**Problem to work on**: Write out all the data again, exactly as it stands.
(begin)
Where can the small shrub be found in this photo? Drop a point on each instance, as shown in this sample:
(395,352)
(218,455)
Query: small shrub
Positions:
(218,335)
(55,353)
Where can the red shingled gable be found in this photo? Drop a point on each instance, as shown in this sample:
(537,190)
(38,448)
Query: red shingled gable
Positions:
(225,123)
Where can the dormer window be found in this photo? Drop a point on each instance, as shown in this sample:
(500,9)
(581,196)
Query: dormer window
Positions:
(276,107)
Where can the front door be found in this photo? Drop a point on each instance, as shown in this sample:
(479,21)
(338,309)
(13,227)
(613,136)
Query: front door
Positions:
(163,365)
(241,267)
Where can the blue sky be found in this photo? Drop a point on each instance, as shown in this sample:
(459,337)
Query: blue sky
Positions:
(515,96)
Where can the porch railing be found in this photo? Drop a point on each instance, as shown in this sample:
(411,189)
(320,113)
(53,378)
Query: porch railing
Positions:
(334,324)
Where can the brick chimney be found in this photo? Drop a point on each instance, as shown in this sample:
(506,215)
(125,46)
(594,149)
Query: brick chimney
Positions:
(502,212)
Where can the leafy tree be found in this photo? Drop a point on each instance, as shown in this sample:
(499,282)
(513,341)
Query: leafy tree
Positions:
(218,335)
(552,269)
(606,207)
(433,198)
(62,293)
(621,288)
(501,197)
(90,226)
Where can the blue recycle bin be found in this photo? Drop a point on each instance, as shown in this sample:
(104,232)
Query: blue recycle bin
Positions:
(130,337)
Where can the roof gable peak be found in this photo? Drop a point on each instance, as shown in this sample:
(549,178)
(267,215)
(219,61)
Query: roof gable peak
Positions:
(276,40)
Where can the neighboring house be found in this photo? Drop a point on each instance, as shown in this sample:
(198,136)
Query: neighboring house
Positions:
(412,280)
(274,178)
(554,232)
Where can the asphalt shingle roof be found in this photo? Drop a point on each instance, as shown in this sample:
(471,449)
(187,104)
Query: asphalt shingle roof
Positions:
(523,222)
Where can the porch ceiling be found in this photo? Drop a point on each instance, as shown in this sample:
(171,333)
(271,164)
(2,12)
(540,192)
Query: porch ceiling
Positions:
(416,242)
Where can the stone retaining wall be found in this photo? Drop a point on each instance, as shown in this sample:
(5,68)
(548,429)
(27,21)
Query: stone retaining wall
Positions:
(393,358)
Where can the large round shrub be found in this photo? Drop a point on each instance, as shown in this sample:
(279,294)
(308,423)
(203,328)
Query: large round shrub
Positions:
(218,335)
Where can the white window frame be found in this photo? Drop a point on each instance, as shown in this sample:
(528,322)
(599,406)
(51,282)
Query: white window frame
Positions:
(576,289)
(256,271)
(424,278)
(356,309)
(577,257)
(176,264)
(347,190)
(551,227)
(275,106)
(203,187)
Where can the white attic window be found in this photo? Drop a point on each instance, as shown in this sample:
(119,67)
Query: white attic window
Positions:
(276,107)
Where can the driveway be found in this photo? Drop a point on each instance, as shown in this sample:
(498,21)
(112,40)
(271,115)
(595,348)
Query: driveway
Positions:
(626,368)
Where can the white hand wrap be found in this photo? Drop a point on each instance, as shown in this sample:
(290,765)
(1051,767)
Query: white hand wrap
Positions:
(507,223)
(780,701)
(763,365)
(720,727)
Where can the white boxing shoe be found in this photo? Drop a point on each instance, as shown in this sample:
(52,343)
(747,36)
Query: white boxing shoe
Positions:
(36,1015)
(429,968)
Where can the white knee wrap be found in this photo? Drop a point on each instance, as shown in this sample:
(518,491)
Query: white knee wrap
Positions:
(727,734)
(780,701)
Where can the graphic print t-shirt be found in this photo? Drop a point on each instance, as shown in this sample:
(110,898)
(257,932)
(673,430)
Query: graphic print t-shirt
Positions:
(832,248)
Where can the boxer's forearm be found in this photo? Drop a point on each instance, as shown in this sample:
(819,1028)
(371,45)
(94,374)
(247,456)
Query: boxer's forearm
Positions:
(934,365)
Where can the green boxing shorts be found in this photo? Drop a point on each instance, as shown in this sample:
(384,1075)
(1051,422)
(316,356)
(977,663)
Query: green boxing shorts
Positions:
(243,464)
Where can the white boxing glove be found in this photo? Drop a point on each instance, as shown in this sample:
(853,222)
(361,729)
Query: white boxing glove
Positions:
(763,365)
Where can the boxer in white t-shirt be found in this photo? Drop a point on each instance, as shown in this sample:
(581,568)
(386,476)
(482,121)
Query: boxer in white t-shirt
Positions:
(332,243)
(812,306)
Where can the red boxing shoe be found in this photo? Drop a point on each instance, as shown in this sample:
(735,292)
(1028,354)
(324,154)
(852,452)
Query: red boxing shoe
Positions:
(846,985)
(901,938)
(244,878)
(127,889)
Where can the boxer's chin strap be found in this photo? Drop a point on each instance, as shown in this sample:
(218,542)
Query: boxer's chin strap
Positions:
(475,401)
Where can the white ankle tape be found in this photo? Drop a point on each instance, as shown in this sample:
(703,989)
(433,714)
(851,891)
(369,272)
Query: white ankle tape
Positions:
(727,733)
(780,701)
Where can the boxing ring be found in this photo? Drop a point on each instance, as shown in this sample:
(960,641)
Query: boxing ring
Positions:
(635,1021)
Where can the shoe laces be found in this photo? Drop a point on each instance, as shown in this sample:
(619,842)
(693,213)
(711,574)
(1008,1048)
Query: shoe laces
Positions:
(end)
**Answer for the task**:
Where can the small shrub be found in this photo? Drop a point on each instance, as shown in this sample:
(395,352)
(218,455)
Query: small shrub
Positions:
(218,335)
(55,353)
Where can the red shingled gable be found in this photo? Drop a point on each instance, as shown in this sample:
(537,190)
(38,448)
Query: red shingled gable
Positions:
(225,123)
Where can the dormer window be found in this photo? Drop a point on each instance, as shown in this sample:
(500,9)
(581,196)
Query: dormer window
Positions:
(276,107)
Where can the front door be found in this photo? Drop a point on each instance, as shown in this sample:
(479,21)
(338,309)
(13,227)
(613,136)
Query: front door
Positions:
(163,365)
(241,267)
Where can the blue sky be found in this photo? Drop a point on each instance, as shown in this sample:
(459,337)
Query: blue sky
Positions:
(515,96)
Where can the porch railing be found in this photo? Drop a point on each instance, as shown in this sample:
(411,189)
(320,113)
(53,378)
Query: porch railing
Positions:
(334,324)
Where can the brick chimney be found in this photo? Drop a point on each instance, as shown in this sample:
(506,215)
(125,46)
(594,149)
Query: brick chimney
Positions:
(502,212)
Where can the leafy tree be found in this photo? Drop a point on each instance, as shown in this sample:
(499,282)
(513,341)
Query: leafy tree
Positions:
(218,335)
(552,269)
(606,207)
(433,198)
(62,293)
(621,288)
(501,197)
(90,226)
Where can the blue recycle bin be found in this photo? Drop a point on each instance, as shown in this sample:
(104,232)
Query: blue recycle bin
Positions:
(130,337)
Where can the roof gable peak be found in this photo? Drop a point on each instance, as shown in this sample:
(549,178)
(267,215)
(219,61)
Query: roof gable peak
Positions:
(276,40)
Where can the neighboring house be found in this photo? Drop a point on each instance, as shown in this sample:
(198,136)
Query: neighboring house
Positions:
(412,280)
(274,178)
(554,232)
Where can the asphalt shingle roof be found in this photo? Drop a point on each instance, as shown in this sample:
(471,449)
(187,104)
Query: asphalt shingle roof
Positions:
(523,222)
Where can the porch ceiling be found in this photo? Drop a point on each instance, as shown in this sample:
(171,333)
(271,164)
(2,12)
(540,192)
Query: porch ceiling
Positions:
(416,242)
Where can the stone retaining wall be found in this photo? Drop a point on each instance, as shown in this sample:
(5,68)
(548,429)
(27,21)
Query: stone retaining wall
Positions:
(393,358)
Where can the large round shrub be found in this photo? Drop a point on each instance, as shown in this sample:
(279,294)
(308,423)
(203,328)
Query: large round shrub
Positions:
(218,335)
Where can the white window frame be found in this photo? Drop a point on each instance, as shown in this sample:
(528,322)
(599,406)
(51,282)
Query: white window frame
Positions:
(576,289)
(256,271)
(424,278)
(356,309)
(577,257)
(176,264)
(347,190)
(551,227)
(275,106)
(203,187)
Where can the white attic window be found in this photo? Drop a point on each instance, as shown in this sample:
(119,67)
Query: white attic window
Positions:
(276,107)
Where can the driveway be found in this photo? Drop a point on each instance, as shown in this sample:
(498,21)
(112,40)
(271,115)
(595,348)
Query: driveway
Positions:
(626,368)
Where can the white hand wrap be found in this photo? Drop a point on each instance, as shown in this sample:
(290,765)
(1051,767)
Query: white hand wrap
Positions:
(507,223)
(780,701)
(763,365)
(720,727)
Where can the white boxing shoe be found in this photo? Drop a point on each instance, as shown in this sample:
(52,343)
(747,36)
Query: white boxing shoe
Positions:
(36,1015)
(429,968)
Where can the white knee wrap be found in this photo? Drop a point on each instance, as shown in this sample:
(518,491)
Query: white knee wrap
Positions:
(727,734)
(780,701)
Where can the graphic print t-shirt be found in this photo? Drop a point on each instance, as shown in this sample:
(110,898)
(257,932)
(673,430)
Query: graphic print t-shirt
Positions:
(832,248)
Where can the boxer's forearm be found in this photo? Drop a point on each instance, as shown in this sample:
(819,1028)
(371,45)
(94,374)
(247,456)
Query: boxer's forearm
Positions:
(934,365)
Where can the green boxing shorts be found in this photo? Drop a point on each instance, as shown in this sample:
(384,1075)
(1051,422)
(316,356)
(977,663)
Query: green boxing shorts
Positions:
(243,464)
Where can the white boxing glove be found in this photo? Drop a point on each instance, as shown in this sample:
(853,222)
(361,729)
Query: white boxing glove
Positions:
(763,365)
Where can the boxer in white t-shirt be found in this photo? Drop a point on each instance, as shown in this sample:
(581,568)
(386,476)
(482,121)
Query: boxer in white t-shirt
Positions:
(332,243)
(812,306)
Where can the red boxing shoe be found in this photo? Drop a point on each instance, as shown in this sample:
(735,292)
(1028,354)
(324,154)
(852,452)
Query: red boxing shoe
Positions:
(846,985)
(901,938)
(244,878)
(127,889)
Where can the boxer's chin strap be found in this photo? Drop a point on each instance, as shown in this sample:
(218,542)
Query: boxer's chin strap
Positions:
(475,401)
Where can the white ankle tape be found in this photo? Drop a point on each instance, as shown in this sample:
(703,989)
(433,714)
(851,891)
(369,272)
Query: white ankle tape
Positions:
(727,733)
(780,701)
Where can the boxing ring be found in this photo? Drop a point on each instance, as shown in this sample:
(960,641)
Query: boxing ring
Positions:
(635,1021)
Where can the shoe laces be found in this photo? Drop a point on each instance, as shown in this sample:
(619,842)
(693,213)
(711,574)
(1008,1048)
Query: shoe laces
Positions:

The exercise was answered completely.